TEXTO BASE -

Produção da BBC conta como um jovem britânico salvou 669 crianças da morte e do sofrimento na invasão nazista de Praga em 1938

Texto por Abonico Smith

Foto: Diamond Films/Divulgação

Depois de ganhar alguns anos atrás, o Oscar dando um show de interpretação como o idoso com a doença de Alzheimer em Meu Pai, seria nada anormal se esperar ver o ator voltar logo às telas em outra história carregada de drama, sofrimento e relações com o passado. E é exatamente o que acontece com Uma Vida – A História de Nicholas Winton (One Life, Reino Unido, 2023 – Diamond Films).

Hopkins interpreta também octogenário corretor da bolsa de valores do interior inglês que entrou para a História por um grande feito humanitário em 1938: conseguiu tirar 669 crianças checas de Praga um pouco antes da ocupação das tropas nazistas de Hitler na cidade, dando a elas lares adotivos temporários (e que em muitos casos viriam a se tornar definitivos) oferecidos por famílias da região em torno da cidade de Hampstead. Anthony, no final dos anos 1980, acaba por se pegar confrontado com o que fizera meio século antes e que, de uma maneira ou outra, acaba por lhe atormentar o espírito pela incapacidade de tornar ainda maior em números a sua façanha.

OS DADOS -
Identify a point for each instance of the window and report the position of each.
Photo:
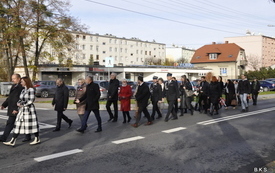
(213, 56)
(223, 71)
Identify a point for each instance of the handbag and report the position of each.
(234, 102)
(189, 93)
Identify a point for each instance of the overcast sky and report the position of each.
(189, 23)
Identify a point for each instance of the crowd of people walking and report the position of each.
(208, 93)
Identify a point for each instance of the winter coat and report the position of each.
(156, 92)
(61, 98)
(172, 90)
(80, 91)
(113, 90)
(229, 93)
(255, 87)
(124, 95)
(244, 87)
(142, 96)
(91, 96)
(11, 101)
(26, 120)
(214, 92)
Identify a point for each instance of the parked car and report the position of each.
(267, 85)
(47, 88)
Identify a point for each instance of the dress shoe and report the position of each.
(80, 131)
(149, 123)
(110, 119)
(134, 125)
(98, 130)
(159, 117)
(26, 139)
(56, 130)
(36, 141)
(11, 142)
(70, 123)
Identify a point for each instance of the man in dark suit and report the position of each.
(172, 94)
(11, 103)
(255, 89)
(60, 101)
(112, 98)
(156, 97)
(91, 97)
(142, 96)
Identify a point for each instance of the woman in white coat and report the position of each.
(26, 120)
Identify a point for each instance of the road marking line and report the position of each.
(174, 130)
(53, 156)
(128, 140)
(235, 116)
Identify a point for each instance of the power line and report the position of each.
(162, 18)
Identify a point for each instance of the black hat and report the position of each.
(140, 78)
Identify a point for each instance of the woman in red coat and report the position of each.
(124, 95)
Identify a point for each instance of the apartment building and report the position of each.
(259, 49)
(177, 53)
(95, 48)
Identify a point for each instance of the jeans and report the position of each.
(86, 117)
(243, 98)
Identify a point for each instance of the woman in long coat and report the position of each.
(80, 91)
(214, 95)
(229, 93)
(124, 95)
(26, 120)
(185, 101)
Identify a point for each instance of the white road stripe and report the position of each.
(174, 130)
(53, 156)
(235, 116)
(128, 140)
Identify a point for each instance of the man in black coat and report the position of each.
(203, 94)
(112, 97)
(11, 103)
(172, 94)
(243, 91)
(91, 97)
(156, 97)
(142, 96)
(255, 89)
(60, 101)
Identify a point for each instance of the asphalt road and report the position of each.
(229, 142)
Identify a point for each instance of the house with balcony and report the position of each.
(227, 60)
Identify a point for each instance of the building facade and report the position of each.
(227, 60)
(176, 53)
(94, 48)
(259, 49)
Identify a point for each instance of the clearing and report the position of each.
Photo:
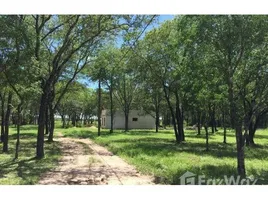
(86, 163)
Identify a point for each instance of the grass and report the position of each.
(26, 170)
(159, 155)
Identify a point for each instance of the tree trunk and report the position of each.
(99, 108)
(7, 118)
(240, 151)
(206, 129)
(235, 122)
(41, 126)
(224, 128)
(52, 123)
(18, 131)
(63, 121)
(198, 122)
(172, 114)
(179, 118)
(111, 107)
(47, 121)
(2, 119)
(156, 119)
(126, 121)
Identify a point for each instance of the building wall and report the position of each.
(144, 121)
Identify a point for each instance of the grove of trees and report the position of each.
(207, 70)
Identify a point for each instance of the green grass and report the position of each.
(159, 155)
(26, 170)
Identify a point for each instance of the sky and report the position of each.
(162, 18)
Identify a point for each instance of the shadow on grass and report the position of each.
(218, 175)
(27, 169)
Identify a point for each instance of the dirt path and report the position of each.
(86, 163)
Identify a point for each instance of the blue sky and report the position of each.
(162, 18)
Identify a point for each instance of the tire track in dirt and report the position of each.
(86, 163)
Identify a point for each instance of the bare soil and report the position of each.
(86, 163)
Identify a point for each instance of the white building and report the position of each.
(136, 120)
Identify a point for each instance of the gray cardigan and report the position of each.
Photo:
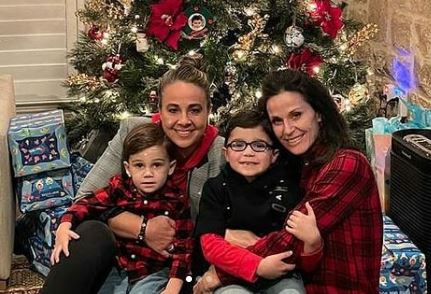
(109, 164)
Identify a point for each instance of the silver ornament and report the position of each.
(142, 44)
(293, 37)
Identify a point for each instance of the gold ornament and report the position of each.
(359, 39)
(358, 94)
(83, 80)
(245, 43)
(127, 4)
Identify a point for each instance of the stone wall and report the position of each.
(402, 24)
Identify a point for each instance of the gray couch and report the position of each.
(7, 200)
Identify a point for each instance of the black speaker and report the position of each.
(410, 187)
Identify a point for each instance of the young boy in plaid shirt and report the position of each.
(143, 188)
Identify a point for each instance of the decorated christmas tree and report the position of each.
(129, 44)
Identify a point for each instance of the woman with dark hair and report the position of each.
(336, 180)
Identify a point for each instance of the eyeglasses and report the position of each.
(257, 146)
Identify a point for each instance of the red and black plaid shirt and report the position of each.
(345, 200)
(134, 256)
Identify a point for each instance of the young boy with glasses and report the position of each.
(254, 193)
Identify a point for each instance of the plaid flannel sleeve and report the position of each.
(91, 206)
(181, 259)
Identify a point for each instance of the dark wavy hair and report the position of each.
(333, 133)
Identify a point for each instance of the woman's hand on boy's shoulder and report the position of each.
(208, 283)
(159, 233)
(62, 237)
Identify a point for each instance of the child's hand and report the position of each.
(273, 266)
(62, 237)
(173, 287)
(304, 227)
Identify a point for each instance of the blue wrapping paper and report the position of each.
(403, 264)
(45, 190)
(37, 143)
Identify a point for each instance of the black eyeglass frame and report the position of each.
(246, 144)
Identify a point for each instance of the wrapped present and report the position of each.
(403, 267)
(45, 190)
(80, 168)
(37, 143)
(35, 236)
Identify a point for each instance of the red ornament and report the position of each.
(111, 68)
(328, 17)
(94, 33)
(166, 22)
(305, 61)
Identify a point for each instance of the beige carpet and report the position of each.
(23, 280)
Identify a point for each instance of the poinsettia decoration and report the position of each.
(328, 17)
(167, 19)
(305, 60)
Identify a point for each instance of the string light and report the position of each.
(258, 94)
(312, 6)
(249, 11)
(123, 115)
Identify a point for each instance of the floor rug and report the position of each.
(22, 279)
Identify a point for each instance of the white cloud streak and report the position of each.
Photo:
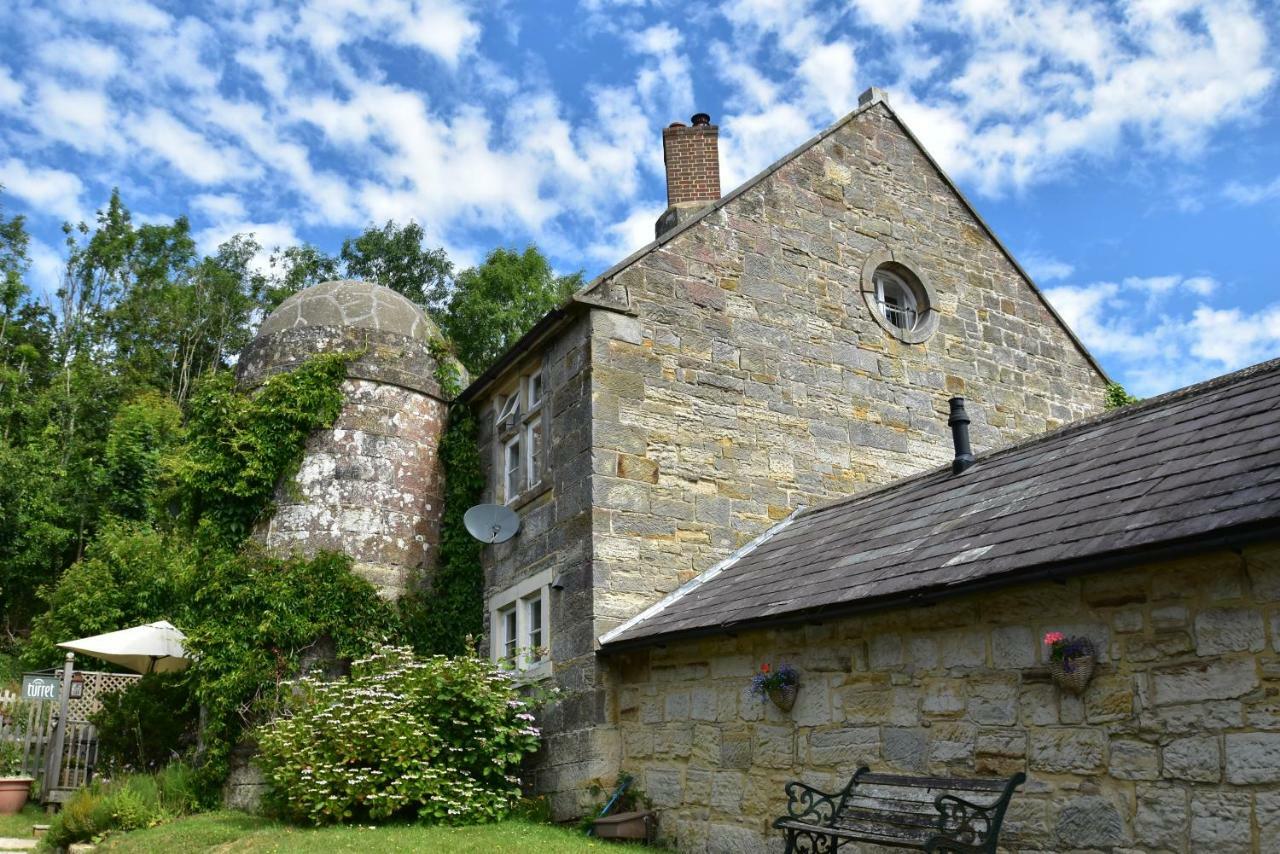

TAREFAS E EXERCÍCIOS -
A - Responda com base no texto sobre o filme Uma Vida:
(i) Segundo o título, quantas crianças o jovem britânico salvou?
(ii) Qual é o título original do filme?
(iii) Quem ofereceu os lares adotivos temporários às crianças?
B - Reproduza o trecho do texto sobre o filme Uma Vida que começa em "Foto: Diamond Films/Divulgação" e termina em "2023 – Diamond Films).".
C - Dê continuidade ao texto sobre o filme Uma Vida, partindo da última frase apresentada.

RESPOSTAS DAS TAREFAS -
A -
(i) 669 crianças.
(ii) One Life.
(iii) Famílias da região em torno da cidade de Hampstead.

B -
Foto: Diamond Films/Divulgação

Depois de ganhar alguns anos atrás, o Oscar dando um show de interpretação como o idoso com a doença de Alzheimer em Meu Pai, seria nada anormal se esperar ver o ator voltar logo às telas em outra história carregada de drama, sofrimento e relações com o passado. E é exatamente o que acontece com Uma Vida – A História de Nicholas Winton (One Life, Reino Unido, 2023 – Diamond Films).

C -
Enquanto Winton se depara com as memórias e os documentos que comprovam suas atitudes, o espectador enfrenta um didático vai-vem temporal, cheio de flashbacks que fazem o filme focar nas ações do jovem corretor para justificar o trocadilho do título original – afinal, a tal vida do nome pode se referir tanto ao ápice da vida do então jovem solteiro e bastante intrépido Nicky (com muita ajuda de sua mãe, por sinal) como a de cada criança que fora levada de trem de Praga a Londres por meio de artimanhas diplomáticas.

Como a produção conjuga a grife da BBC, é tudo mostrado com excesso de sentimentalismo em diálogos, ângulos de câmera e intervenções da trilha sonora. O diretor James Hawes, que tem no currículo dos últimos dez anos um monte de séries para a TV (Black Mirror, inclusive), junta-se aos dois roteiristas (Barbara, filha de Nicky, recebe um terceiro crédito pelo fato da história ser adaptada de um livro que lançara sobre o caso de seu pai) sem muita  ousadia na forma. Tudo bem aos moldes das produções tradicionais da British Broadcasting Corporation voltadas a pessoas ordinariamente comuns mas com algum fato bem interessante no decorrer de sua vida. Sem riscos, mas também sem falhas. Pragmatismo ao extremo.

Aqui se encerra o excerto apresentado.